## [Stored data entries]
*-*-*

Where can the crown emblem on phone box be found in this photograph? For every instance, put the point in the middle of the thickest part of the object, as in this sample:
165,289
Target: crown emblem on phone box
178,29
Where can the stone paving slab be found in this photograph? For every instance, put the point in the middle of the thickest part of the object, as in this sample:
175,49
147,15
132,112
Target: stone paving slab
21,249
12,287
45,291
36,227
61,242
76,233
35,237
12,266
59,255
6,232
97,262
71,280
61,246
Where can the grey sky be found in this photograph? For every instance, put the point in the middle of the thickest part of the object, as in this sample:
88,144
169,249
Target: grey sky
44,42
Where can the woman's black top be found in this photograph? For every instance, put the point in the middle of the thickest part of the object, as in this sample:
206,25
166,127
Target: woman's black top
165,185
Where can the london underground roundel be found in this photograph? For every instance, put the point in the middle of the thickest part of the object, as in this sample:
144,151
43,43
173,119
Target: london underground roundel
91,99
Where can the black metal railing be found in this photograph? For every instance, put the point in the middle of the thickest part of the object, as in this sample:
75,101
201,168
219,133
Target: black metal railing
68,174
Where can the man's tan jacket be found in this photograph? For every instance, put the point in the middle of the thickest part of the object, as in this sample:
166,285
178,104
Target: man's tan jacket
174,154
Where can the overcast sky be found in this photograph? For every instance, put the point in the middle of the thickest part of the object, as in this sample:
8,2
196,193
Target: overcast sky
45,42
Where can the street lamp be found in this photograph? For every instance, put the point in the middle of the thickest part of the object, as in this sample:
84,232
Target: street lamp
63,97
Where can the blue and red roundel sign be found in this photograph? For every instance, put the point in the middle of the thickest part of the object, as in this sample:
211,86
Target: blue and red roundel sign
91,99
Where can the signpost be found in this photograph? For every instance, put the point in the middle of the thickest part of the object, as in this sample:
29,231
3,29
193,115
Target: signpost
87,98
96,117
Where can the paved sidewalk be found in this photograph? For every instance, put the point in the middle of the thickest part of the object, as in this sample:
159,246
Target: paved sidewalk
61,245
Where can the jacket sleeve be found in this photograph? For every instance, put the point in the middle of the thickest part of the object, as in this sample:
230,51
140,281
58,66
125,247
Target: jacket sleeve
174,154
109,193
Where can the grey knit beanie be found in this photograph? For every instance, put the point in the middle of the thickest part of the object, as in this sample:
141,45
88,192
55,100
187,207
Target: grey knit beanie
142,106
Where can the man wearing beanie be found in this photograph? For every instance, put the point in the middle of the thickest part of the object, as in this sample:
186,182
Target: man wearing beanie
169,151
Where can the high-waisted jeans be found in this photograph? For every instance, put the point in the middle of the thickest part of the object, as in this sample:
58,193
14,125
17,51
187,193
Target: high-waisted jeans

*-*-*

## [Task]
Would you repeat all of the data above, word for word?

## [Solution below]
Where can the crown emblem on phone box be found in this photograph? For every instance, put the point in the middle of the thickest part of the object, as in this sample:
165,289
Target: crown emblem on phone box
178,29
Where can the stone paving slab be found in this photograph? For every instance, put the point in the middle of the thickest part of the object, as in this sample:
175,49
147,15
132,112
Target: stone paving slab
21,249
12,287
45,291
36,227
61,242
76,233
35,237
12,266
59,255
6,232
97,262
71,280
61,246
Where can the grey sky be found in this photograph? For every instance, put the point in the middle of the thickest part of the object, as in this sample:
88,144
169,249
Target: grey sky
44,42
Where can the woman's black top be found in this photograph? For every instance, put the point in the middle of the thickest part of the object, as in this sample:
206,25
166,127
Target: woman's black top
165,185
Where can the london underground roundel be found in this photograph? For every instance, put the point in the middle of the thickest part of the object, as in this sample:
144,151
43,43
173,119
Target: london underground roundel
91,99
Where can the black metal railing be found in this photograph? For every instance, put the point in the middle of the thickest part of the object, as in this sample:
75,101
201,168
219,133
Target: black metal railing
68,174
Where can the man's tan jacket be found in this photograph? For every instance, put the point in the middle of the thickest part of the object, as in this sample:
166,285
178,104
Target: man's tan jacket
174,154
Where can the overcast sky be found in this photograph? For every instance, put the point in the middle of the thickest part of the object, as in this sample:
8,2
196,193
Target: overcast sky
45,42
Where can the street lamp be found in this photograph? For every instance, put the point in the middle of the thickest part of the object, as in this sample:
84,232
Target: street lamp
63,97
Where can the blue and red roundel sign be found in this photograph? For every instance, put the point in the middle of the thickest part of the object, as in this sample:
211,86
Target: blue and red roundel sign
91,99
Where can the signpost be found in this photograph? For every instance, put the point in the middle of the thickest part of the object, as in this sample:
29,231
3,29
193,115
Target: signpost
87,98
96,117
Where can the paved sidewalk be found in this photograph? For every instance, put the point in the middle of the thickest part of the object, as in this sample:
159,246
Target: paved sidewalk
61,245
Where can the jacket sleeve be found in this photograph? For every instance, put the point in the middle of the thickest part of the object, as in this sample:
230,51
140,281
58,66
125,247
Target: jacket sleeve
174,154
109,193
Where can the grey knit beanie be found in this photograph? For every instance, put the point in the middle of the thickest part of the object, as in this sample:
141,45
88,192
55,100
187,207
Target: grey knit beanie
142,106
Where can the man wearing beanie be found in this photograph? For every instance, put the point in the middle of the thickest part of the object, as in this sample:
186,182
Target: man wearing beanie
169,151
Where can the high-waisted jeans be found in this photograph? For every instance, put the point in the middle of the thickest part of the object, as in this sample:
58,193
14,125
17,51
187,193
Target: high-waisted jeans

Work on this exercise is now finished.